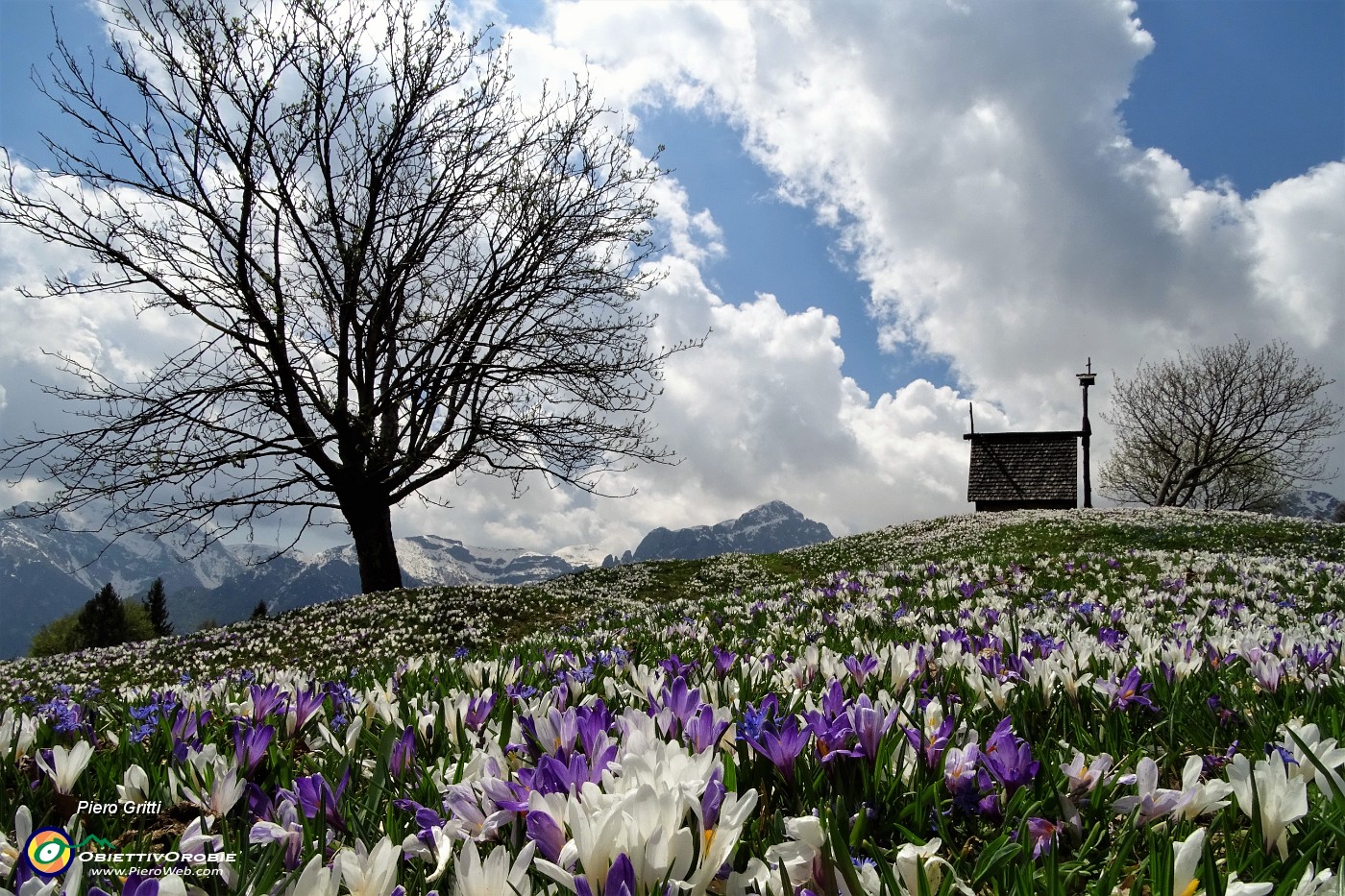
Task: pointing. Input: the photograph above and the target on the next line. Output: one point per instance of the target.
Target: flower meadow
(1058, 702)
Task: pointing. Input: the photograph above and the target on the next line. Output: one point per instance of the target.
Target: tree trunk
(370, 522)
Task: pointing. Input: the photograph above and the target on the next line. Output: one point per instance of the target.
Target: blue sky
(979, 197)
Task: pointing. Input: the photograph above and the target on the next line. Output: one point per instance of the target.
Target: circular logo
(49, 851)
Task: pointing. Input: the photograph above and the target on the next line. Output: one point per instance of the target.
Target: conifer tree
(157, 607)
(103, 621)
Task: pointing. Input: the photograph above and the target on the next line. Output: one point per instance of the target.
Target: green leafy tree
(157, 608)
(63, 635)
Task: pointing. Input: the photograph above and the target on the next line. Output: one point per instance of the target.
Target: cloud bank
(972, 163)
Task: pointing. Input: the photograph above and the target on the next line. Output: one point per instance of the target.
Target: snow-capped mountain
(762, 530)
(1308, 505)
(46, 573)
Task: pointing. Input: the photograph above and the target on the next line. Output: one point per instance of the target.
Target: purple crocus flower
(251, 742)
(548, 835)
(315, 795)
(712, 799)
(403, 758)
(1042, 835)
(595, 724)
(674, 666)
(266, 700)
(959, 777)
(554, 777)
(861, 668)
(703, 731)
(184, 731)
(869, 725)
(1127, 691)
(833, 736)
(1009, 758)
(834, 702)
(755, 720)
(306, 702)
(674, 705)
(477, 711)
(783, 750)
(281, 826)
(937, 744)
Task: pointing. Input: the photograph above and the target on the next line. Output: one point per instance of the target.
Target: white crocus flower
(1325, 752)
(1315, 884)
(369, 873)
(315, 880)
(1237, 888)
(1200, 799)
(134, 787)
(804, 845)
(912, 859)
(1282, 799)
(721, 839)
(495, 876)
(1186, 862)
(22, 832)
(66, 764)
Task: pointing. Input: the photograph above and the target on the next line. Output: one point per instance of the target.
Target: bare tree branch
(1223, 428)
(400, 271)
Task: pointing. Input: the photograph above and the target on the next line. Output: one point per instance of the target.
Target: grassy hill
(1083, 702)
(377, 631)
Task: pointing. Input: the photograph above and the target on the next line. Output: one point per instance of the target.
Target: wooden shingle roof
(1024, 466)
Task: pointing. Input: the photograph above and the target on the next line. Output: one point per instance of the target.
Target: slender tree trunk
(370, 522)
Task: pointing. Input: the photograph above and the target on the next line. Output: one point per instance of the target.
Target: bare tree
(1221, 428)
(401, 271)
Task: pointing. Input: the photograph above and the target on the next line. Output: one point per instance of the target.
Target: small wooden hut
(1024, 470)
(1031, 470)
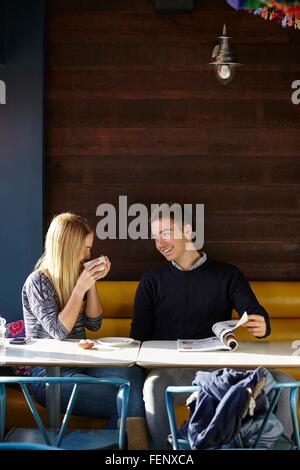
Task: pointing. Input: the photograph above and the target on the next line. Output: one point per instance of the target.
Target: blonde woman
(59, 301)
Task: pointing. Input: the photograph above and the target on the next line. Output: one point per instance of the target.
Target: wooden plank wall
(133, 109)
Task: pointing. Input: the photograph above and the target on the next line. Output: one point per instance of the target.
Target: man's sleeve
(243, 299)
(143, 321)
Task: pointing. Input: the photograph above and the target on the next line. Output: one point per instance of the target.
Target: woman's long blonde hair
(65, 241)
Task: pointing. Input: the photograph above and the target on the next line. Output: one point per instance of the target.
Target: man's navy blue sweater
(172, 304)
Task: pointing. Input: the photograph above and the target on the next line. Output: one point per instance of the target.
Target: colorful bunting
(286, 12)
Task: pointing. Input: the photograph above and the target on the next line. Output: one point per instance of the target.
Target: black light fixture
(225, 62)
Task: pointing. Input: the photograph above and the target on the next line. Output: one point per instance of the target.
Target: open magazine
(224, 339)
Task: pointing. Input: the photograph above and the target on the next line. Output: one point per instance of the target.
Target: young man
(183, 299)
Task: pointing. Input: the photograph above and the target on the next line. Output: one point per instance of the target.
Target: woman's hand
(256, 325)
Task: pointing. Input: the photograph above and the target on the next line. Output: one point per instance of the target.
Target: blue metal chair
(71, 439)
(180, 443)
(22, 446)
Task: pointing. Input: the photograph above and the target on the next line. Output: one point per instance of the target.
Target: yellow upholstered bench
(280, 299)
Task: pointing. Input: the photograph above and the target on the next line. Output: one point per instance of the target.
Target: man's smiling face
(169, 238)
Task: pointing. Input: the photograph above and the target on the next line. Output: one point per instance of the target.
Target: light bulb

__About this exercise__
Omit the pictures. Output every record above word for word.

__Response__
Task: pointing. Input: the photograph above and the target on the next line. Output: one point per instance of the target.
Target: flower meadow
(1058, 702)
Task: pointing. Input: the photograph above and the target on the next line. Output: one point per instance of the target.
Target: tree trunk
(370, 522)
Task: pointing. Input: the photograph above and the target on the next line. Output: one point per instance of the target.
Target: blue sky
(979, 197)
Task: pointing. Input: the photograph above and the target on the next line. Output: one point per instance of the target.
Target: circular logo
(49, 851)
Task: pointing. Input: the photograph above and the target on the next line. Output: one point per instance of the target.
Target: conifer tree
(157, 607)
(103, 621)
Task: pointing. Input: the photograph above and the target on the next line. Output: one point per instance of the target.
Target: green leafy tree
(157, 608)
(63, 635)
Task: pointing. Input: the photograph above and the target on the next line. Output: one point per instance of the target.
Target: cloud bank
(972, 163)
Task: pointing. Input: the photograph above and the target on the next line. Output: one point per instance of the target.
Target: snow-capped mountain
(762, 530)
(1308, 505)
(46, 573)
Task: pointing. Input: the photograph above and the target on the next line. Output: one point per instance of the target.
Target: purple crocus flower
(251, 742)
(548, 835)
(315, 795)
(712, 799)
(403, 758)
(1042, 835)
(595, 724)
(674, 666)
(266, 700)
(959, 777)
(554, 777)
(861, 668)
(703, 731)
(184, 731)
(869, 725)
(1127, 691)
(833, 736)
(1009, 758)
(834, 702)
(755, 720)
(306, 702)
(674, 705)
(477, 711)
(783, 750)
(281, 826)
(937, 744)
Task: pointing. Input: the photograph above and the target on the next line. Output: one point per instance of the target.
Target: white crocus flower
(1325, 752)
(1315, 884)
(369, 873)
(315, 880)
(1237, 888)
(1200, 799)
(134, 787)
(804, 845)
(912, 859)
(1282, 799)
(721, 839)
(495, 876)
(1186, 862)
(22, 832)
(66, 764)
Task: pointing. Input: the photograph above and the target on the next line. Output: one point per instance of the target.
Target: bare tree branch
(1223, 428)
(400, 271)
Task: pointing. Input: the photograph above and the target on the next line. Output: one point per instance of the target.
Target: grassy hill
(1083, 702)
(377, 631)
Task: pointing. Input: the photograph above and the target on the next line. Output: one point per instance of the target.
Target: wooden shingle roof
(1024, 466)
Task: pointing. Input: the photograph above and the target on the next line. Output: one point per instance of the target.
Target: slender tree trunk
(370, 522)
Task: pointing. Input: the photograph above and the target on the next line. Output: one point per instance of the target.
Target: bare tree
(1221, 428)
(401, 271)
Task: pointing. Input: the photograph above and the target on the next line. Output: one point per instance of the target.
Target: small wooden hut
(1024, 470)
(1031, 470)
Task: pointing. Input: the photograph above and the target on the next line. Output: one point per instance of the target.
Target: blonde woman
(59, 301)
Task: pointing. Input: the photograph above and the target on the next line. Output: one point per instance of the target.
Target: wooden plank wall
(133, 109)
Task: pointing. Input: the photograph above and the target on the next line. Output: one point per instance of the target.
Target: man's sleeve
(243, 299)
(143, 321)
Task: pointing. Input: the photograph above and the target on the next line. Output: one point per instance of the target.
Target: woman's long blonde hair
(65, 241)
Task: pointing. Input: the photograph above and the target on the next line. Output: one point per instance of the target.
Target: man's navy blue sweater
(172, 304)
Task: pointing. Input: the photograph above and the target on the next line. Output: one point per instance of the target.
Target: colorful bunting
(286, 12)
Task: pointing. Input: the photograph above and the target on the next line. Output: one point per instance of the target.
Target: black light fixture
(225, 62)
Task: pointing. Input: the photograph above and the target on the next line. Output: one point per instance of the target.
Target: open magazine
(224, 339)
Task: pointing. Input: the photograph above and the target on the next line. Output: one point per instance of the target.
Target: young man
(183, 299)
Task: pointing. Input: the photograph above and the target on the next line. Output: one point per instance of the target.
Target: woman's hand
(256, 325)
Task: pointing. Input: the photograph above and the target on the next line. Output: one point per instance of the target.
Target: blue metal chair
(71, 439)
(180, 443)
(22, 446)
Task: pointing. Input: the photograph above and the target on the next line. Output: one point per instance of the target.
Target: yellow upholstered bench
(280, 299)
Task: pointing. Input: the photograph above and the target on the next line. Output: one point per instance of the target.
Target: man's smiling face
(169, 238)
Task: pointing. Input: the photograph above and the target on the next line. Output: one point per instance of the target.
Target: light bulb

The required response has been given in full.